**Given task:**
Repeat the records in full and exactly, omitting pictures.

(Part of a data file)
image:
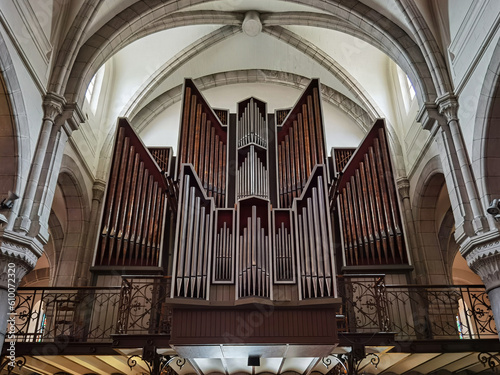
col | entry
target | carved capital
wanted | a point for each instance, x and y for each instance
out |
(484, 259)
(448, 107)
(52, 106)
(488, 269)
(72, 117)
(428, 115)
(403, 185)
(17, 252)
(98, 190)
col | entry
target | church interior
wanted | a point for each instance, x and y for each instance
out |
(192, 187)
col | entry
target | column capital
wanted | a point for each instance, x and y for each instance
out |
(53, 105)
(71, 117)
(403, 185)
(448, 107)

**Task result:**
image:
col | entry
target | carved capital
wanted | a point for each instance, x and y for each instance
out |
(484, 259)
(448, 107)
(52, 106)
(488, 269)
(72, 117)
(428, 115)
(403, 185)
(17, 252)
(98, 190)
col | entry
target | church interior
wanted | a point for each instance, x and y for each instance
out |
(192, 187)
col | entry
target | column capital
wanted | a point for each instance, x and y for each instance
out |
(53, 105)
(71, 117)
(403, 185)
(448, 107)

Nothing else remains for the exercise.